Examples of point labeling

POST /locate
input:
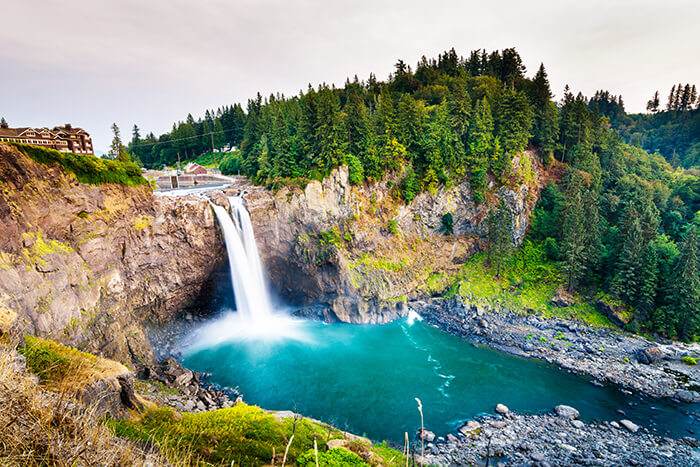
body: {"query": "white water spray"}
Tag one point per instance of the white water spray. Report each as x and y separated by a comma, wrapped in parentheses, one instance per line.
(255, 318)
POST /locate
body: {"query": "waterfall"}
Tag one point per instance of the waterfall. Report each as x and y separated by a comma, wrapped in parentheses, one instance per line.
(255, 319)
(252, 299)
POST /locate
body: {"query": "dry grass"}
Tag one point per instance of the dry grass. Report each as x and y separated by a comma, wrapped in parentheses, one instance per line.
(39, 427)
(59, 366)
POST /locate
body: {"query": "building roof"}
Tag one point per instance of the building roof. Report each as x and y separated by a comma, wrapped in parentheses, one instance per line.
(12, 131)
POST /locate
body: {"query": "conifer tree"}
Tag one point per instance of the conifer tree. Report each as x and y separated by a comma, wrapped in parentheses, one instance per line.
(686, 296)
(480, 147)
(546, 117)
(117, 151)
(653, 104)
(331, 139)
(576, 231)
(500, 233)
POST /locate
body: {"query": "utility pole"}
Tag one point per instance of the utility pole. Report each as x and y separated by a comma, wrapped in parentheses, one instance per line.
(211, 133)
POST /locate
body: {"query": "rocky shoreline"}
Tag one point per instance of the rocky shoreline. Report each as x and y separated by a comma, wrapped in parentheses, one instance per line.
(630, 362)
(557, 438)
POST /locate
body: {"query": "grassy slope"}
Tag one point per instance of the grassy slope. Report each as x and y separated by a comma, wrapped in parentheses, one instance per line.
(59, 366)
(87, 169)
(245, 434)
(527, 284)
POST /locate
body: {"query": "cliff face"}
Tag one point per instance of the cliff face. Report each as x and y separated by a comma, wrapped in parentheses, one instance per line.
(356, 254)
(89, 265)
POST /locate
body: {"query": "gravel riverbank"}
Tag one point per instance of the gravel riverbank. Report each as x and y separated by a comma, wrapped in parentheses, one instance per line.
(557, 439)
(607, 356)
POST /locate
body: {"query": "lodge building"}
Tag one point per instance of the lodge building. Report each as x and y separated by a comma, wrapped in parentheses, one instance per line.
(62, 138)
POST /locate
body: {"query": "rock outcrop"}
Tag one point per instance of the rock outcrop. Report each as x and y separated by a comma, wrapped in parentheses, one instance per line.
(89, 265)
(357, 253)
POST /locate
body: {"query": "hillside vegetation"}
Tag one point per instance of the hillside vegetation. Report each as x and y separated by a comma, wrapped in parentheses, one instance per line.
(86, 168)
(613, 220)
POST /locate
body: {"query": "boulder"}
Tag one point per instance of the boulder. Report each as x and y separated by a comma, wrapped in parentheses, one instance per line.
(649, 355)
(633, 427)
(562, 299)
(470, 428)
(426, 435)
(566, 411)
(688, 397)
(619, 315)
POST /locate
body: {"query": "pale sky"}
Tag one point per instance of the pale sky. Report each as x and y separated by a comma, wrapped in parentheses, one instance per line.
(151, 62)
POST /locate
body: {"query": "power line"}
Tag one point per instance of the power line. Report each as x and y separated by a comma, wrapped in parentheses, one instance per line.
(185, 138)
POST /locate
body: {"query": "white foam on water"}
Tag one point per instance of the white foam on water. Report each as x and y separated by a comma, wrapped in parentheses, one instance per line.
(254, 318)
(412, 317)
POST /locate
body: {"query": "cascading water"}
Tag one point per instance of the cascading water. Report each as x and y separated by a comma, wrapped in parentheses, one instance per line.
(240, 213)
(252, 299)
(255, 318)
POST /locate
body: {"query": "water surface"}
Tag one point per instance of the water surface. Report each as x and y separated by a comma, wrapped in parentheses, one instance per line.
(365, 378)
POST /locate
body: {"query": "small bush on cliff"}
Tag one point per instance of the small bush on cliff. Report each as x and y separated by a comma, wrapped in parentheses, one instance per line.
(87, 169)
(447, 224)
(337, 457)
(59, 366)
(393, 226)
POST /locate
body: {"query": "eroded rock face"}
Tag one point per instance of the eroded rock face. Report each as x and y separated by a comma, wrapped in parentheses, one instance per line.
(358, 253)
(89, 265)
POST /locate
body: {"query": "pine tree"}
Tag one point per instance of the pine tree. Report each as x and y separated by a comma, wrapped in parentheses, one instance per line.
(653, 104)
(671, 105)
(410, 186)
(219, 135)
(576, 235)
(480, 147)
(331, 139)
(546, 117)
(648, 284)
(686, 297)
(117, 151)
(355, 170)
(459, 109)
(626, 283)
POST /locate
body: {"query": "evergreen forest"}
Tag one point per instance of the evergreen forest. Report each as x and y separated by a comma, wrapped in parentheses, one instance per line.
(620, 213)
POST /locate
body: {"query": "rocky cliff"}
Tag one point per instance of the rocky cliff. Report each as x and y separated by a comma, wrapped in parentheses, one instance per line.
(357, 253)
(90, 265)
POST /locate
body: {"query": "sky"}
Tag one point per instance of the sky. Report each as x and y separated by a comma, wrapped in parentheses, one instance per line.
(151, 62)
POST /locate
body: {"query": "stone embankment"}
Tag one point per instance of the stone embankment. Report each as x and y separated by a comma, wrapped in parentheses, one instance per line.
(357, 253)
(557, 438)
(607, 356)
(89, 265)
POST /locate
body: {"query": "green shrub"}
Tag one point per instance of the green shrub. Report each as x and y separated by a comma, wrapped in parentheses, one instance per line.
(355, 169)
(393, 226)
(244, 434)
(230, 164)
(410, 185)
(336, 457)
(86, 168)
(551, 248)
(45, 360)
(447, 222)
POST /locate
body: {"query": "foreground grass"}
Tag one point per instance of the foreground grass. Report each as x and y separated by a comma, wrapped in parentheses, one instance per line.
(42, 428)
(246, 435)
(59, 366)
(528, 282)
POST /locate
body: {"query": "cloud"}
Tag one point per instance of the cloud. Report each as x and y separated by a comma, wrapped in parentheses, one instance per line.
(93, 62)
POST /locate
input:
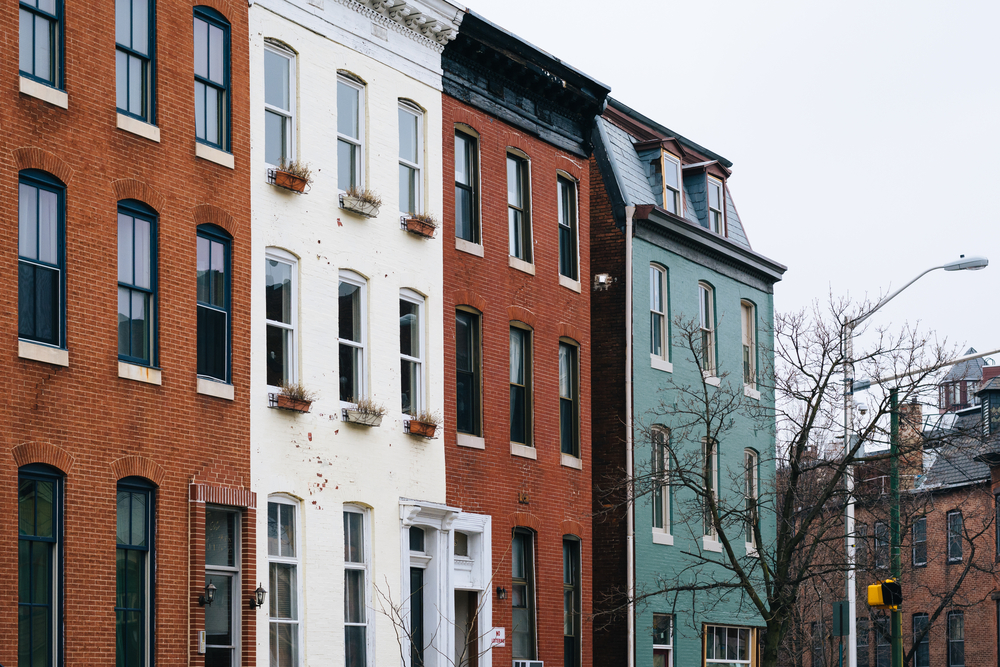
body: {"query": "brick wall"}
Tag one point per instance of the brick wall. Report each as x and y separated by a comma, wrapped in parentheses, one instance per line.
(83, 419)
(490, 481)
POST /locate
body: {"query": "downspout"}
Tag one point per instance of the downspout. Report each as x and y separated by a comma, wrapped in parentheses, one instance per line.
(629, 441)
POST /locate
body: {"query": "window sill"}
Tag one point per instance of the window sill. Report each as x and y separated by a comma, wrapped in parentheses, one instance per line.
(53, 96)
(471, 441)
(136, 126)
(217, 389)
(570, 461)
(469, 247)
(521, 265)
(660, 364)
(523, 451)
(44, 353)
(214, 155)
(569, 283)
(662, 537)
(708, 543)
(139, 373)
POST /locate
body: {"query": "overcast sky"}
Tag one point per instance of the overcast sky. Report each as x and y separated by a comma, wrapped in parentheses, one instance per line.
(864, 136)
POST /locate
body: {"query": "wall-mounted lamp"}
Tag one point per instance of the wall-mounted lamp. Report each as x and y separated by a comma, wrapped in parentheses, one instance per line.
(257, 601)
(209, 597)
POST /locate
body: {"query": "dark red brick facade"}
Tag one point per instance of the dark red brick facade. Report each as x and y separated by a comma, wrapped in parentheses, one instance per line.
(551, 499)
(83, 419)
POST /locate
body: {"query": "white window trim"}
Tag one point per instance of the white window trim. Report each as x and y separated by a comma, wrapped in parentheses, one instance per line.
(282, 499)
(418, 165)
(285, 257)
(359, 167)
(419, 401)
(350, 277)
(288, 114)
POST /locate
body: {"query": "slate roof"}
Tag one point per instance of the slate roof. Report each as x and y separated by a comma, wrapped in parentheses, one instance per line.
(636, 188)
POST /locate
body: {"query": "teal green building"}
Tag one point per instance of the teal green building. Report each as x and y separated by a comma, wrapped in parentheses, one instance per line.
(682, 315)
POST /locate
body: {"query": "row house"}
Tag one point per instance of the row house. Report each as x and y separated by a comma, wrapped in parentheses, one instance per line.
(127, 377)
(682, 313)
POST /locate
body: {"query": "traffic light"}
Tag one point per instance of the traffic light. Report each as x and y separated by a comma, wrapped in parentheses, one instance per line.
(886, 594)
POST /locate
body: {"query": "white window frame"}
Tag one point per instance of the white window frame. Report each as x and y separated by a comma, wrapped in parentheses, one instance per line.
(281, 499)
(418, 199)
(288, 114)
(366, 567)
(418, 402)
(719, 228)
(660, 361)
(278, 255)
(352, 278)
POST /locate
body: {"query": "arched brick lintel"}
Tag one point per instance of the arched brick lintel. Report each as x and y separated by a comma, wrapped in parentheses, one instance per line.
(129, 188)
(36, 158)
(43, 452)
(138, 466)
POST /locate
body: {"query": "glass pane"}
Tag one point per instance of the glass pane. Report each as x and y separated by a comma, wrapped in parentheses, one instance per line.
(276, 71)
(348, 98)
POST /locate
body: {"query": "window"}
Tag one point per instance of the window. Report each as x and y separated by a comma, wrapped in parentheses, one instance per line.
(523, 594)
(920, 541)
(716, 202)
(41, 257)
(134, 567)
(881, 544)
(659, 318)
(411, 150)
(706, 322)
(134, 41)
(922, 656)
(283, 559)
(661, 479)
(211, 77)
(520, 385)
(280, 314)
(136, 282)
(518, 207)
(567, 228)
(728, 646)
(213, 303)
(572, 602)
(356, 558)
(352, 336)
(748, 318)
(955, 537)
(750, 483)
(40, 41)
(279, 105)
(956, 639)
(569, 400)
(467, 371)
(39, 559)
(222, 570)
(466, 187)
(663, 640)
(672, 184)
(350, 129)
(411, 352)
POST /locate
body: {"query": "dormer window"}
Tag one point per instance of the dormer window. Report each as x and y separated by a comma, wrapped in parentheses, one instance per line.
(716, 201)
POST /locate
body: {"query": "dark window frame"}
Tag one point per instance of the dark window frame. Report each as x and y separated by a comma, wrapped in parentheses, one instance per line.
(41, 180)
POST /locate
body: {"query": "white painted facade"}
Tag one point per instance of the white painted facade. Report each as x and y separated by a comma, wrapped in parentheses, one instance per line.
(315, 463)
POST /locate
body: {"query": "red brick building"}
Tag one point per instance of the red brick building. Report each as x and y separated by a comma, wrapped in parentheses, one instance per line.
(517, 329)
(124, 195)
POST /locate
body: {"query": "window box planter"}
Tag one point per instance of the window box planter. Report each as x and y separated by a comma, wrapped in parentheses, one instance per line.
(362, 418)
(358, 205)
(423, 429)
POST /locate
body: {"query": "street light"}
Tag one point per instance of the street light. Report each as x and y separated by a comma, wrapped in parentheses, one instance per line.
(963, 263)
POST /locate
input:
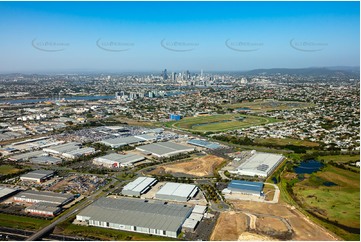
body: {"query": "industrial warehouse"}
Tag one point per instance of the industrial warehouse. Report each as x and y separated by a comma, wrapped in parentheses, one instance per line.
(37, 176)
(259, 164)
(142, 216)
(115, 160)
(139, 186)
(244, 187)
(46, 197)
(164, 149)
(177, 192)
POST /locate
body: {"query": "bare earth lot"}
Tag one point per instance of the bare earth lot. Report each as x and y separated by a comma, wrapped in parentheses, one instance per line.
(302, 227)
(200, 166)
(230, 225)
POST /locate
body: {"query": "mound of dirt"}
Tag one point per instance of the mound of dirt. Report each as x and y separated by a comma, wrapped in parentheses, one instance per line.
(200, 166)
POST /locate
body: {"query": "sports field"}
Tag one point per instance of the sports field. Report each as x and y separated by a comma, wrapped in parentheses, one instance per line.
(221, 122)
(268, 105)
(338, 201)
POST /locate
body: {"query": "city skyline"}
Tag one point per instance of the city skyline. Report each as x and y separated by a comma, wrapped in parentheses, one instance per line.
(149, 36)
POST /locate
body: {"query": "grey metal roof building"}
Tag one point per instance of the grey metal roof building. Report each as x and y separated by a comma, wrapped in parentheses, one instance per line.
(138, 186)
(142, 216)
(37, 176)
(245, 187)
(164, 149)
(31, 196)
(260, 164)
(177, 192)
(116, 160)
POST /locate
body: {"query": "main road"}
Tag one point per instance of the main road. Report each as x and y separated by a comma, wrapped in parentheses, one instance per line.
(86, 202)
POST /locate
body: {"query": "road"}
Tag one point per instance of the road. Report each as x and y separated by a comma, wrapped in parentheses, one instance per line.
(86, 202)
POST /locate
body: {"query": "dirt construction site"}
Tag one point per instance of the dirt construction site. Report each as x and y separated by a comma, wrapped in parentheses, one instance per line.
(199, 166)
(260, 221)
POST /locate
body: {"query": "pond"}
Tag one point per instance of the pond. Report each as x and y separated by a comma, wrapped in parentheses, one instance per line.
(308, 167)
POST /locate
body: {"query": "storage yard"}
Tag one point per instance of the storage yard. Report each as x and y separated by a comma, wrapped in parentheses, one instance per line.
(199, 167)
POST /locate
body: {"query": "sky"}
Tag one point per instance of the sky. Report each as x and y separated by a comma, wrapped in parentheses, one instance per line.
(153, 36)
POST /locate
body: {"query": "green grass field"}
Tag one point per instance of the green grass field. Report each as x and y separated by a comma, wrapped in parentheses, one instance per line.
(220, 122)
(22, 222)
(339, 158)
(8, 169)
(339, 203)
(268, 105)
(287, 141)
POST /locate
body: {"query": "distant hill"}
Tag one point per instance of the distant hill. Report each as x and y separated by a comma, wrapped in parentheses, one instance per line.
(317, 71)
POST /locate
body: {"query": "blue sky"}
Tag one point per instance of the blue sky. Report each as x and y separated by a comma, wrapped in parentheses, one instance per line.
(151, 36)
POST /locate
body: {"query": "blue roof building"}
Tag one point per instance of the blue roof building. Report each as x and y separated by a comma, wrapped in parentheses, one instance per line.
(245, 187)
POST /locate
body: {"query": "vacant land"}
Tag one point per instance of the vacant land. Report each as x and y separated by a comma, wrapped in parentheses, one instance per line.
(22, 222)
(339, 158)
(8, 169)
(268, 105)
(221, 122)
(287, 141)
(199, 166)
(332, 194)
(230, 226)
(303, 228)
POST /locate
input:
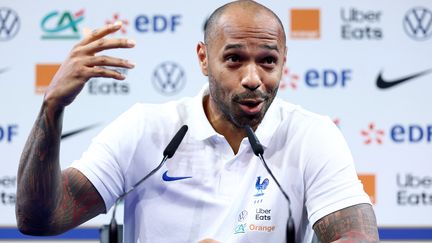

» EXERCISE DIRECTIONS:
Count the lines in the material above that contain the string "sill". Reply with the number alone.

» EXERCISE ANSWER:
2